_What to do_:
Answer from the passage below on the FY 2025 IPPS and LTCH PPS proposed rule:
(a) Which agency issued the proposed rule?
(b) What three areas do the rule's strategies target?
(c) What source is cited for that description of the strategies?
*** Opening of Supplied passage ***
The proposed rule for the fiscal year (FY) 2025 Inpatient Prospective Payment System and Long-Term Care Hospital Prospective Payment System introduces strategies to improve the well-being of Medicare beneficiaries, including efforts to tackle social determinants of health, create more robust emergency readiness and enhance maternal healthcare.
CMS recently issued a proposed rule updating Medicare payments and policies for inpatient hospitals and long-term care hospitals.
The proposed rule for the fiscal year (FY) 2025 Inpatient Prospective Payment System (IPPS) and Long-Term Care Hospital Prospective Payment System (LTCH PPS) introduces strategies to improve the well-being of Medicare beneficiaries, including efforts to tackle social determinants of health, create more robust emergency readiness and enhance maternal healthcare, according to a U.S. Department of Health and Human Services (HHS) news release.
*** Close of Supplied passage ***
*** Opening of Study material ***
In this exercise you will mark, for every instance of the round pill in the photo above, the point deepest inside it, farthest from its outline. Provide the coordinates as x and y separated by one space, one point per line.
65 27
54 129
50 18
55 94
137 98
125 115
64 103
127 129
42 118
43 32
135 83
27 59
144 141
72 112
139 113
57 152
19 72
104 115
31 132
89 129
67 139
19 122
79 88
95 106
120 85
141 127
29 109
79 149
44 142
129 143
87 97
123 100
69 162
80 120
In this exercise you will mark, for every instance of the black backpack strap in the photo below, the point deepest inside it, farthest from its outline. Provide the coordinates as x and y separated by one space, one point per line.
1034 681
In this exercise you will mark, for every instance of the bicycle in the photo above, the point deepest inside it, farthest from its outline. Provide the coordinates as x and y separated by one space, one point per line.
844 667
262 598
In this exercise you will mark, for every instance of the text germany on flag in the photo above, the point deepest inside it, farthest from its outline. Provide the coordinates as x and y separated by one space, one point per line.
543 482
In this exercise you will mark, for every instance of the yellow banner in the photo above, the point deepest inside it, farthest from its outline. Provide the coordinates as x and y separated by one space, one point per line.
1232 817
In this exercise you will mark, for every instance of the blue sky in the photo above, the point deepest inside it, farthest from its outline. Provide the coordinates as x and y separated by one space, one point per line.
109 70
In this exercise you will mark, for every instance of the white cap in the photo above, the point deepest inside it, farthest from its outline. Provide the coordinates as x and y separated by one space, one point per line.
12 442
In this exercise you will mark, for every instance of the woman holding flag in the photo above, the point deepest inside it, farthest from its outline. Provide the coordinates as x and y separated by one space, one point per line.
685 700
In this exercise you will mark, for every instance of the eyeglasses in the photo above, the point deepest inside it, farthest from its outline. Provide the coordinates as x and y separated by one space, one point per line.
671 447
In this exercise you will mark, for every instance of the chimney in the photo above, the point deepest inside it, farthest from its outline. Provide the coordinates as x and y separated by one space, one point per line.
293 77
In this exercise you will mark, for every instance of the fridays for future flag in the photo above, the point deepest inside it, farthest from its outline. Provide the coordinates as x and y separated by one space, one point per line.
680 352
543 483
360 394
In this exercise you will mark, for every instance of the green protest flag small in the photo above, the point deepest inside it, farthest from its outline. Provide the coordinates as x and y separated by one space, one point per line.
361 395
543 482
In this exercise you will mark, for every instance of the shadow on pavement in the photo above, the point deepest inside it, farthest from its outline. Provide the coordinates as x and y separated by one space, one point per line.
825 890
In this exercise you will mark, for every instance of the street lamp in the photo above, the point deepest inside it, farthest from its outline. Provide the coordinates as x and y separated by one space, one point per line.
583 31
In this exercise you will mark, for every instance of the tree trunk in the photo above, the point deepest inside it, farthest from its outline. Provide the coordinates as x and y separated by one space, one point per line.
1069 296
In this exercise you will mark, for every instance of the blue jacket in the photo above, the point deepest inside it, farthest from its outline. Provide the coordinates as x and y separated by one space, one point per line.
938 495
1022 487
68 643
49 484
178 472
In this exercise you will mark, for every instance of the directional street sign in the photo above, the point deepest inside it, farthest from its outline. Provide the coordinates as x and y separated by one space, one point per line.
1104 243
*** Close of Study material ***
_Answer for the task_:
(a) CMS
(b) Social determinants of health, emergency readiness, and maternal healthcare
(c) A U.S. Department of Health and Human Services (HHS) news release